▶ RECORDS PROVIDED
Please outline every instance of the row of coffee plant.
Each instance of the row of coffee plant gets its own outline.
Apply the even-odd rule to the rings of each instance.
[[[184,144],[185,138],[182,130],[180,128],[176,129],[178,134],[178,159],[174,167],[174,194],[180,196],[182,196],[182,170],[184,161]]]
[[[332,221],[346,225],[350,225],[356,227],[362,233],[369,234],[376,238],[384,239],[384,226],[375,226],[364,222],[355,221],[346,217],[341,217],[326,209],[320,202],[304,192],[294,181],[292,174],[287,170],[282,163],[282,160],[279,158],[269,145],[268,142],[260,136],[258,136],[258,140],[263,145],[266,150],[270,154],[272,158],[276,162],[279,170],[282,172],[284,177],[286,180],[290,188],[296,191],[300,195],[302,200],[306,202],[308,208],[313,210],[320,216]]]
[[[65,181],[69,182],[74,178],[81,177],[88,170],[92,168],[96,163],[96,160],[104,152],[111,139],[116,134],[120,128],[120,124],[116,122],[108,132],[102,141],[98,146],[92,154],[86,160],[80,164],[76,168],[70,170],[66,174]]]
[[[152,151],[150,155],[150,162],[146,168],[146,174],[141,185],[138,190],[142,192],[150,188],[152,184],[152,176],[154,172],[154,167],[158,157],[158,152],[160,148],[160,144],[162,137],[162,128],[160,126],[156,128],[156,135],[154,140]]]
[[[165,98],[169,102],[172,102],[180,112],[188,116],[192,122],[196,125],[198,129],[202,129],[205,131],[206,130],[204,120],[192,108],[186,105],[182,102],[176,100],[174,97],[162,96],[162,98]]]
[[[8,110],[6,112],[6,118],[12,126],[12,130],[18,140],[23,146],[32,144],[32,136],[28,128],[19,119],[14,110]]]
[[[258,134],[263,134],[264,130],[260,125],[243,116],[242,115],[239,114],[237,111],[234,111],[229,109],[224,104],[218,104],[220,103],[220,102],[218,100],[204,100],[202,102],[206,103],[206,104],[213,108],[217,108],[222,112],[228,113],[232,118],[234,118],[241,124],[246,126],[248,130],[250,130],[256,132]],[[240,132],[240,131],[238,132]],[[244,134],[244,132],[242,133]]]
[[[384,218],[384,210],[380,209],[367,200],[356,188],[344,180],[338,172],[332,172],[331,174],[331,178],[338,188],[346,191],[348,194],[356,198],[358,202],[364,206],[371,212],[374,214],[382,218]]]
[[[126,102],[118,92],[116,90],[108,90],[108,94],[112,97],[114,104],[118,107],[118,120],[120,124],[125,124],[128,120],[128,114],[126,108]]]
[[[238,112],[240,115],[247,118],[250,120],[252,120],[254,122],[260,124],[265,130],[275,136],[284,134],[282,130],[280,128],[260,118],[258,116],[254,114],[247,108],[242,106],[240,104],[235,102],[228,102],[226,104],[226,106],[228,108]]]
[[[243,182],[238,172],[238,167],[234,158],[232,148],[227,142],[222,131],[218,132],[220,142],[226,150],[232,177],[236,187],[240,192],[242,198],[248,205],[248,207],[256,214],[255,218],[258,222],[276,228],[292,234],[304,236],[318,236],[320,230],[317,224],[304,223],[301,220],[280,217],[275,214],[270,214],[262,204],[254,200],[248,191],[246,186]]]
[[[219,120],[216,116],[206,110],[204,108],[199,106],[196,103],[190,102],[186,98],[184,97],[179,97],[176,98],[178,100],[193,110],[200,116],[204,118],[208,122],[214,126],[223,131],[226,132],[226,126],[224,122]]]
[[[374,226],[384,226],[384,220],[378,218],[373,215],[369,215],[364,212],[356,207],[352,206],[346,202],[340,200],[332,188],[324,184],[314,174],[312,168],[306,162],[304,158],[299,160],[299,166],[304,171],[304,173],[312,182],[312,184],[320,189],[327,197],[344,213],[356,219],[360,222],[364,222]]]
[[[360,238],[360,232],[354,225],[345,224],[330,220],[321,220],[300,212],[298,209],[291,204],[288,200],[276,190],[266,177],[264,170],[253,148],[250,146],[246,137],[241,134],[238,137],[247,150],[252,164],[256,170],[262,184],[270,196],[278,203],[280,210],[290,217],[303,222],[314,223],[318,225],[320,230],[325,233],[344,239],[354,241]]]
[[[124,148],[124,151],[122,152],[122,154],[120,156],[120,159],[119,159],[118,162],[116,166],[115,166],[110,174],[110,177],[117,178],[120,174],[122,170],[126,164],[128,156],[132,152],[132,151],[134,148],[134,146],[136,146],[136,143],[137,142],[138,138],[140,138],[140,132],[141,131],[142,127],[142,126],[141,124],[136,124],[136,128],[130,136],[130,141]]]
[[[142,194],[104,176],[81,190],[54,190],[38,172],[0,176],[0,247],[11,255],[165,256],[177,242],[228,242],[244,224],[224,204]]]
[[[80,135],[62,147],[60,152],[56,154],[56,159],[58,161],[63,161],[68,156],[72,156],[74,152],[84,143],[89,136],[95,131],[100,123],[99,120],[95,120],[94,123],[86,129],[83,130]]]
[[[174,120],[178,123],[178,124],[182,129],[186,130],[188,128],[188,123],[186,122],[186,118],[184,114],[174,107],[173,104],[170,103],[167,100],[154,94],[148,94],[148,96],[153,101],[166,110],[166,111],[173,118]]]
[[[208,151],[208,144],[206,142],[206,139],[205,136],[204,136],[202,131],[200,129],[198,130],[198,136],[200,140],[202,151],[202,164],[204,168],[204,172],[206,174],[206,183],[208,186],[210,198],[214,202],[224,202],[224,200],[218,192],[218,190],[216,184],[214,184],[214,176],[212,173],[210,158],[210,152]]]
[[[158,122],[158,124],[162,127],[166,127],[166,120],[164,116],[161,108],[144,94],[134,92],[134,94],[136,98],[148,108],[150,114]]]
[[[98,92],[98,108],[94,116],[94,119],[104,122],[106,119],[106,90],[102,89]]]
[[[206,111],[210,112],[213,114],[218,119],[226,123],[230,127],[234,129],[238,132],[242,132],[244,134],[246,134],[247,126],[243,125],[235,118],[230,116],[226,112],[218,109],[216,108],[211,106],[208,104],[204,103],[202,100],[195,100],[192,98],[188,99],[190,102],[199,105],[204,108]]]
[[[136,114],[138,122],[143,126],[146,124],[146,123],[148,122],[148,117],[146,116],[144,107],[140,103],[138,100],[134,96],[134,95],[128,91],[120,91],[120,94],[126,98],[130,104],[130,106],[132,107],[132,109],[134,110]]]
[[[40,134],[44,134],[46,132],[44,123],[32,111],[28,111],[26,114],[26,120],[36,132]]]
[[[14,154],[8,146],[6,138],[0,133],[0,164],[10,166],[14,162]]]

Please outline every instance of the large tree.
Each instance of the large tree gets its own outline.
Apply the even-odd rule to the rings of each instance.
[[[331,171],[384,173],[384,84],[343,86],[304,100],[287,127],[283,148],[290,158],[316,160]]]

==

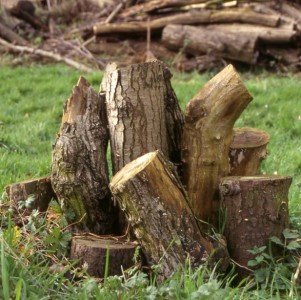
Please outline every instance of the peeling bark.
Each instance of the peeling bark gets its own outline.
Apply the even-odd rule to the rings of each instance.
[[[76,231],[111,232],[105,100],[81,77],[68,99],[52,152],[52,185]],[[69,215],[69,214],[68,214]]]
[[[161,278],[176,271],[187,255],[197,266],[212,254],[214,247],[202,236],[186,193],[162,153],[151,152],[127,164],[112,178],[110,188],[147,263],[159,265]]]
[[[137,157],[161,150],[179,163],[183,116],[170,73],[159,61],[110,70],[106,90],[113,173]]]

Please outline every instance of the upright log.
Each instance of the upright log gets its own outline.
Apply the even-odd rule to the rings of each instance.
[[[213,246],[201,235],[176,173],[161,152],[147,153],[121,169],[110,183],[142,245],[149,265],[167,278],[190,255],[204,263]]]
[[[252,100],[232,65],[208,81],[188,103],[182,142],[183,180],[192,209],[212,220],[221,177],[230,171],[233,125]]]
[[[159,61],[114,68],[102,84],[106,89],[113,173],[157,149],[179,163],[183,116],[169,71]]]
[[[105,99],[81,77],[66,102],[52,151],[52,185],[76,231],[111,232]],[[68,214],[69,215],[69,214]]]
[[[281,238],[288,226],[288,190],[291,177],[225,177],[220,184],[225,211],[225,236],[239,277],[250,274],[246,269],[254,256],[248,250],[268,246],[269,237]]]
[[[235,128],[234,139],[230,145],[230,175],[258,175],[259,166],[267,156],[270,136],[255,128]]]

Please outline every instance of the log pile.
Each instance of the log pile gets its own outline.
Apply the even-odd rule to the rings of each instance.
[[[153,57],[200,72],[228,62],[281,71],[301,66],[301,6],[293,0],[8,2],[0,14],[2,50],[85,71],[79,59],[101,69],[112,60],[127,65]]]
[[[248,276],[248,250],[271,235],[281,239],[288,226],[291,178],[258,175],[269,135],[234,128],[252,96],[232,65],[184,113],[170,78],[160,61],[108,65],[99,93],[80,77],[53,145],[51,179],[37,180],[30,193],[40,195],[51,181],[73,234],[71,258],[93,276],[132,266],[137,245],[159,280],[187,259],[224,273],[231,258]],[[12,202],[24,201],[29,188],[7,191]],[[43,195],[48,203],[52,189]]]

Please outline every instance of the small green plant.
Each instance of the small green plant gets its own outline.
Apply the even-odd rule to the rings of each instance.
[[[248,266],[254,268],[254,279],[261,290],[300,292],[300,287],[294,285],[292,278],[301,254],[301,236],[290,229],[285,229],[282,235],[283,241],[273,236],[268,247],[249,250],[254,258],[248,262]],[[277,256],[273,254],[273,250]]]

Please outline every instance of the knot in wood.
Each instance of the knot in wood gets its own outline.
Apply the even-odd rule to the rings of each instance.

▶ EXERCISE DESCRIPTION
Copy out every line in the records above that contains the word "gets". Case counts.

▶ RESPONSE
Each instance of the row of coffee plant gets its own outline.
Each instance of the large tree gets its own outline.
Each instance of the peeling bark gets its own outline.
Each instance of the upright log gets its own outline.
Each instance of the log pile gets its own outline.
Each instance of the small green plant gets its own outline.
Each instance of the knot in wood gets its own outline.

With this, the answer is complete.